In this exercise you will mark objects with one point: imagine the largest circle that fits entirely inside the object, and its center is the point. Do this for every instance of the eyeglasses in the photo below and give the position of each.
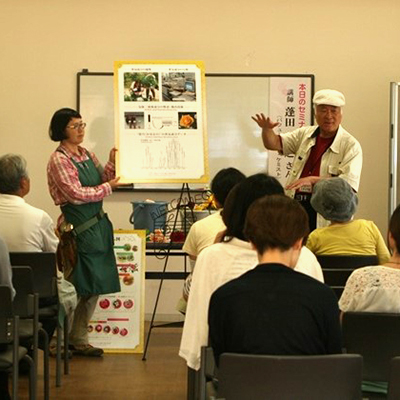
(81, 125)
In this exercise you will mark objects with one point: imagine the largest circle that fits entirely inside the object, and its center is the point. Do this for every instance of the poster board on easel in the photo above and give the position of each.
(233, 137)
(160, 121)
(117, 325)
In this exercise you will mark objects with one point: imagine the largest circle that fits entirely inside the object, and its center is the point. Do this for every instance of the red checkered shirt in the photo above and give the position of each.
(63, 179)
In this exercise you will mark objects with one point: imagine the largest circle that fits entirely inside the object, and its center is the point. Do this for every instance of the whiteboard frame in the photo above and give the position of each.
(177, 187)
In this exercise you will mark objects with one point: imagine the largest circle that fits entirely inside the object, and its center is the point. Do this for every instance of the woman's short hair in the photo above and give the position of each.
(224, 181)
(59, 122)
(394, 227)
(241, 197)
(12, 170)
(276, 222)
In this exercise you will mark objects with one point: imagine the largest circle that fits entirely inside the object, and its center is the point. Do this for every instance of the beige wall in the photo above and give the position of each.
(349, 46)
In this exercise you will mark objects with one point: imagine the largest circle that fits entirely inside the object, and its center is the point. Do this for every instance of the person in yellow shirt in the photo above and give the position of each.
(336, 201)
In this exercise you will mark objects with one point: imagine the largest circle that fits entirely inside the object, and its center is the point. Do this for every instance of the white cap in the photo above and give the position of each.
(329, 97)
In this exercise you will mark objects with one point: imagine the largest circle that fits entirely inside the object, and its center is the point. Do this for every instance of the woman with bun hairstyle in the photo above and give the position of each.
(78, 184)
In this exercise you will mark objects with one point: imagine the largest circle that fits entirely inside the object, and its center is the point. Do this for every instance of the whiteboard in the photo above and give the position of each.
(234, 139)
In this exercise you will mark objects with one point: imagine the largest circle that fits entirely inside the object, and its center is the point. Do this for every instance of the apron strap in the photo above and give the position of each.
(89, 223)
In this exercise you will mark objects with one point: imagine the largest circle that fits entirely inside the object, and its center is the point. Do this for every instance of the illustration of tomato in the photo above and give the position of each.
(128, 303)
(117, 303)
(105, 303)
(128, 279)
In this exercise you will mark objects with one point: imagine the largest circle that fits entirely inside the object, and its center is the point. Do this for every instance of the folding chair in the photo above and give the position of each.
(14, 353)
(375, 336)
(43, 265)
(26, 303)
(394, 381)
(338, 268)
(262, 377)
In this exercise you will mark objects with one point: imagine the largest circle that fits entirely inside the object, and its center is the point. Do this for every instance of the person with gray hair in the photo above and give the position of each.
(322, 151)
(22, 226)
(336, 201)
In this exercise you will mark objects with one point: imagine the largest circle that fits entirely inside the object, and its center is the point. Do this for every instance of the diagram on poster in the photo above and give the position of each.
(118, 321)
(160, 121)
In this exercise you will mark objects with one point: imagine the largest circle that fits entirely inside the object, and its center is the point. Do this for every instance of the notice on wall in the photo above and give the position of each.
(117, 324)
(160, 121)
(291, 106)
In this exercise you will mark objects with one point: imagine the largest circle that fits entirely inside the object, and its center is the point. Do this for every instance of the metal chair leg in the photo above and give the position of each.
(58, 357)
(66, 346)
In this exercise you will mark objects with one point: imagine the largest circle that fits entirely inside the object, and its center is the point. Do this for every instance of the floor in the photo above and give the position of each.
(123, 376)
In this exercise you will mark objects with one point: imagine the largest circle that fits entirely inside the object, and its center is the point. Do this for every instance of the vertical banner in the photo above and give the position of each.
(117, 324)
(291, 106)
(160, 121)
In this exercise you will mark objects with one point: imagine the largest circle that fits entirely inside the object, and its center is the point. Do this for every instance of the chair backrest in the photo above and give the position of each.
(394, 381)
(376, 336)
(256, 377)
(6, 315)
(23, 302)
(338, 268)
(43, 265)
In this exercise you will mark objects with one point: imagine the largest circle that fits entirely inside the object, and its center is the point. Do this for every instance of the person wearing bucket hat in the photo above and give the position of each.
(321, 151)
(336, 201)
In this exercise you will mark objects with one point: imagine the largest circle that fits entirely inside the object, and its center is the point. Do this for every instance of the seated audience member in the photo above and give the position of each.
(23, 227)
(5, 279)
(222, 262)
(26, 228)
(5, 266)
(203, 232)
(376, 288)
(336, 201)
(273, 309)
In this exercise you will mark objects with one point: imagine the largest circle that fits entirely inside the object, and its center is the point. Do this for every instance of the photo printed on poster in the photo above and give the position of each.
(117, 324)
(160, 121)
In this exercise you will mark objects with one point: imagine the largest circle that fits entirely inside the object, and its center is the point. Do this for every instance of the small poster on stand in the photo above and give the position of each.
(160, 121)
(117, 324)
(291, 106)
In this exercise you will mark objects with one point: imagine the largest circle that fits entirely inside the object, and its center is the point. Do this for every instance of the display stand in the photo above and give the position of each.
(181, 205)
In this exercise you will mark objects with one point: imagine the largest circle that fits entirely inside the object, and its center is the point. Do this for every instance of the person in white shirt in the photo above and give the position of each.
(25, 228)
(203, 232)
(222, 262)
(22, 226)
(322, 151)
(376, 288)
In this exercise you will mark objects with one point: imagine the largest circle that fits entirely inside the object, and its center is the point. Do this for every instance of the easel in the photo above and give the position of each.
(185, 190)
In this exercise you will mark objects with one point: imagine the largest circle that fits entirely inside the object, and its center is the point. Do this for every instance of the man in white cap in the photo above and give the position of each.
(322, 151)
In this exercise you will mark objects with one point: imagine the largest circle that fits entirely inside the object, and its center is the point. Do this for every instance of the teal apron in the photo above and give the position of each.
(96, 270)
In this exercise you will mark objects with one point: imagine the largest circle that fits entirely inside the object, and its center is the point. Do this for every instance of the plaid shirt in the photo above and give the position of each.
(63, 178)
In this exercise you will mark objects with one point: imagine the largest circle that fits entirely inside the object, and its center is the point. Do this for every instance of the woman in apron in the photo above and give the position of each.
(78, 184)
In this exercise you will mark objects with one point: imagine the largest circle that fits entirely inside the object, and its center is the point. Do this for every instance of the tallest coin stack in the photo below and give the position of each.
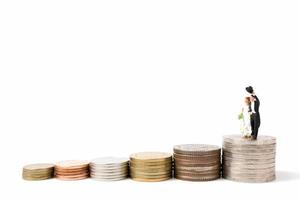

# # #

PROBLEM TO WORK ON
Your answer must be an exact repeat of all the records, minus the pictures.

ANSWER TO THIS PROBLEM
In this exercise you will mark objects with one point: imagine the largest circle that fits entirely inside the object, and its center is the point. Do this for every instance of the eyeglasses in the photo below and give the position of each.
(81, 125)
In this exercise you will mark objects with one point: imagine the largest circle that fits entirely inside the object, and its center is the point. Do this for every instance of the poster board on easel in the photo above and give the position of each.
(233, 137)
(160, 121)
(117, 325)
In this exercise you will mark objects with one point: imagine the largest circle that fits entirely inside the object, and its center is the point. Do this for every instance of the red checkered shirt in the photo above and give the position of each.
(63, 179)
In this exercise you will mark objects with one point: imagine the largest circle that fits entirely inside the object, and its center is the point. Do this for every instance of the whiteboard frame in the photo above and give the position of each.
(177, 187)
In this exercise you will mark objects with one point: imagine the largest circle that fits entirely inside the object, and its center is the point. Do this for every instance of the woman's short hair in the photo above and give the position of each.
(224, 181)
(59, 122)
(394, 227)
(241, 197)
(12, 170)
(276, 222)
In this exercise you will mark objects with one point: imagine the largest circle that fits entirely inside the object, and its center is the point. Do this for every instance of the beige wall in the photo above and give the position of each.
(349, 46)
In this exercise you will mark objects with one point: imagine the largest circle that fits entirely inside the object, and its center is the point. Do this for every instance of the person in yellow shirt in the photo above and give the position of each.
(336, 201)
In this exercise you will mark objects with one point: imagine the largest circle that fits entirely inside the object, and its center is the point. Do this for every instance of the white cap in the photo above and give the position of each.
(329, 97)
In this exercise you will mark objects with one point: imagine the largest circle that fits entirely inside the object, and its center is the point. Do this for every instance of the woman with bun hairstyle in the photo above and give the position of each.
(78, 184)
In this exercise you will mark objects with one point: imagine the largest circle that fits entirely inside the object, and its center is the point. Do this for every instance of the whiteboard in the photo above and give the position of each.
(234, 139)
In this exercise you will mark objects with one point: imagine the largest circle that fits entirely inside the object, and its center is the point. Do this for every instance of the apron strap in the photo above and give the position of each.
(89, 223)
In this exercise you will mark objects with one point: imagine the largest circle that fits entirely inside the object, and its center is the point. Do this for every instance of the illustration of tomato in the photo above and give the position of each.
(128, 303)
(117, 303)
(105, 303)
(128, 279)
In this exercise you will mark objects with one point: imagine the largest circle that fits entirely inside the object, and its center is the point. Do this for every instance of the folding chair in the photo above and give the position of each.
(14, 353)
(375, 336)
(43, 265)
(26, 303)
(394, 381)
(338, 268)
(262, 377)
In this exercise you will mark objects with one point: imagine the largest circle that fits entirely inside the object, and its center is the point. Do this for every instance of the person with gray hair in the photo above and give the position of each.
(322, 151)
(22, 226)
(336, 201)
In this exercise you will mark objects with one point: imagine the largest circle that fits entirely inside the object, and its center is the point. Do this for every instance of the diagram on poster in the photo above and give the position of each.
(118, 321)
(160, 121)
In this exercise you will mark objects with one point: imagine the largest circle that fits entirely inside the object, and its center is the point. Do this for every instance of the notice on wall in the photo above and give the position of each.
(117, 324)
(160, 121)
(291, 106)
In this exercise you will mark objects with one point: imagine the largest circle that fits entirely inside the object, and its center is the point. Do this for every instance of the metal chair leg in the photo above and give the position of each.
(58, 357)
(66, 346)
In this exercise you will mark objects with one point: imagine the largest circle that fits entirely inside the object, and its center is the point. Do this for every instance of the floor in the photo above and give the position of each.
(123, 376)
In this exercise you will mark objects with one point: imagine the largest circle that fits entirely inside the object, and its center is the point. Do this for every instance of the vertical banner in the photo above and give the position of each.
(117, 324)
(291, 106)
(160, 121)
In this exercise you will mark objects with one point: imagine the largest circle that fits entirely inside the object, and its center is the point. Do this for every instance of the chair backrest in the photo above and give the position of each.
(394, 381)
(376, 336)
(256, 377)
(6, 315)
(23, 302)
(338, 268)
(43, 265)
In this exercise you will mark objects with one point: imagine the largest circle that fits entirely inside the object, and its center is the point. Do this for every instance of the person wearing bucket hat in the photo above and give the position of each.
(321, 151)
(336, 201)
In this exercise you will mark objects with one point: imagine the largest circle that fits entirely inside the object, and its center is the point. Do this for every instance of the seated audience member in the photo above and give the position of each.
(23, 227)
(5, 279)
(222, 262)
(26, 228)
(5, 266)
(203, 232)
(376, 288)
(336, 201)
(273, 309)
In this exercise you will mark objects with one point: imagine the largest circle that fits entirely inside the object, and its center is the point. Do this for every instance of the photo printed on poster in the photo above and give the position of each.
(117, 324)
(160, 121)
In this exercise you will mark objects with one point: imagine the largest circle that fits entirely inside the object, and its center is the point. Do this for every instance of the small poster on stand in the photo above and give the position of each.
(160, 121)
(117, 324)
(291, 106)
In this exercise you will mark objects with one point: imagine the largest circle that fits entirely inside the object, and its center is the point. Do this for every instance of the display stand in the photo above and give the position of each.
(181, 205)
In this exercise you will mark objects with one point: imagine the largest circle that fits entirely inside the object, and its center is the point. Do this for every instance of the person in white shirt in the photo above and give the position of each.
(25, 228)
(203, 232)
(222, 262)
(22, 226)
(322, 151)
(376, 288)
In this exercise you will mark objects with one point: imagine the largest circle that fits entirely inside the object, and its center is the point. Do this for every instance of the easel in the photo above and give the position of each.
(185, 190)
In this exercise you will mark objects with one point: imagine the largest circle that fits entirely inside the object, and its center is the point. Do this for every instance of the man in white cap in the photo above and give the position of each.
(322, 151)
In this exercise you will mark objects with one point: imagine the largest circle that fits entirely inside the object, and its center is the point. Do this for every instance of the teal apron in the photo above and give the position of each.
(96, 270)
In this exercise you will mark objects with one point: imagine the largest circle that fits entirely inside the object, and its center is the point. Do this for every instance of the plaid shirt in the photo above and give the position of each.
(63, 178)
In this exercise you will mark objects with one point: imagine the largest circle that fits entirely inside the object, and its center is the point. Do this for every instance of the woman in apron in the photo above and give the position of each.
(78, 184)
In this exercise you will mark objects with one point: imagine the largest circle that fits entirely inside the object, and its center is the point. Do this for every instance of the tallest coin stack in the photo below and give the position of each.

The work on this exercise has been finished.